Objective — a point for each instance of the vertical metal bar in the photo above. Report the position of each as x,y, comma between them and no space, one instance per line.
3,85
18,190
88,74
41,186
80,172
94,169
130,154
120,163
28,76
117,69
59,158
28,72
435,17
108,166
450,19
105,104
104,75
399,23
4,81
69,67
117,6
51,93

** DIRECTION **
Retype all of the items above line for line, changing nothing.

** EXPECTED OUTPUT **
Objective — a point for each instance of the vertical metal bar in the photo above. Report the position of each as x,y, comma between them and no space, one instance per line.
3,85
18,190
88,74
41,186
80,172
94,169
130,154
120,163
28,76
117,69
59,158
28,72
435,17
108,166
450,19
105,104
104,75
399,23
4,81
69,67
117,6
51,93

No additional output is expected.